(Text shown):
= Anthea Fraser =

English crime fiction writer

Anthea Mary Fraser (born 1930) is a British novelist, known for her mystery thrillers. Her mother was a published novelist and Anthea began composing poems and stories before she could write. At the age of five she announced that she wanted to be an author. However, despite having been a prolific writer in school, she did not become a professional writer until after her two daughters were born.

Her first professional publications were short stories. Her first novel was published in 1970. Her first significant success was with her 1974 novel Laura Possessed, which had a paranormal theme, and was followed by 6 other similarly themed novels. She then wrote some romantic suspense stories before turning to writing crime fiction.

(Provided information):
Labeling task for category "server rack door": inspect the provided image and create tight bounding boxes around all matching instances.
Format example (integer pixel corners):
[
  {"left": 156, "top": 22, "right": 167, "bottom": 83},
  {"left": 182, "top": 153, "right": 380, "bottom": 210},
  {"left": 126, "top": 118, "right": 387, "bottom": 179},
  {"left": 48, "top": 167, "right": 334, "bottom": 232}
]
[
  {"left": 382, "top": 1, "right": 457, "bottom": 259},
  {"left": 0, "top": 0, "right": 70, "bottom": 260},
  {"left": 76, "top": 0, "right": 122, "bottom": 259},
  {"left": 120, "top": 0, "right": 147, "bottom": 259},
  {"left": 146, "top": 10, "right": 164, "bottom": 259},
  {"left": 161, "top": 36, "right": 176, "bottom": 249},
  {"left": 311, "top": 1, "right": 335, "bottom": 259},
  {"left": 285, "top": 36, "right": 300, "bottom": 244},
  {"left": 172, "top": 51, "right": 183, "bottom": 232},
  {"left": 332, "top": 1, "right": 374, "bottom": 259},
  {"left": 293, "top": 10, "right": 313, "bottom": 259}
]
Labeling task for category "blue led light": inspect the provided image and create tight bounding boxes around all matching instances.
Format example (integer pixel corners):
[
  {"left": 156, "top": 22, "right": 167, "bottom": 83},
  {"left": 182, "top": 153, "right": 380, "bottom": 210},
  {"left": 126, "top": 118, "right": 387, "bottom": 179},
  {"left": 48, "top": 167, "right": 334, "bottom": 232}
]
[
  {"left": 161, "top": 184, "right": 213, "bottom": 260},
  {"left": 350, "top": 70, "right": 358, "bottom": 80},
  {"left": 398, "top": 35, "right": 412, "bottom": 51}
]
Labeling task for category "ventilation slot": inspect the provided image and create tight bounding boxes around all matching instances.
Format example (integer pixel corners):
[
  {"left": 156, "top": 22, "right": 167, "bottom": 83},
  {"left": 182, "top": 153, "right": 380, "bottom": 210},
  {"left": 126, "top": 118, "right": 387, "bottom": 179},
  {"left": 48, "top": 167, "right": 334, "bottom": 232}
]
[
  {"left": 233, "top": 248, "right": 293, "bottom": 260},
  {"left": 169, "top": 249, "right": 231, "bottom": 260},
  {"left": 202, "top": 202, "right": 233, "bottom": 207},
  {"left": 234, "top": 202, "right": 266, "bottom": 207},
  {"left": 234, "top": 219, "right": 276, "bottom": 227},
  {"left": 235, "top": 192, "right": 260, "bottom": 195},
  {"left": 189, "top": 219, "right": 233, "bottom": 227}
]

(Problem statement): Reproduce word for word the section of the Anthea Fraser biography that begins at "English crime fiction" and ends with "daughters were born.".

(Solution to this exercise):
English crime fiction writer

Anthea Mary Fraser (born 1930) is a British novelist, known for her mystery thrillers. Her mother was a published novelist and Anthea began composing poems and stories before she could write. At the age of five she announced that she wanted to be an author. However, despite having been a prolific writer in school, she did not become a professional writer until after her two daughters were born.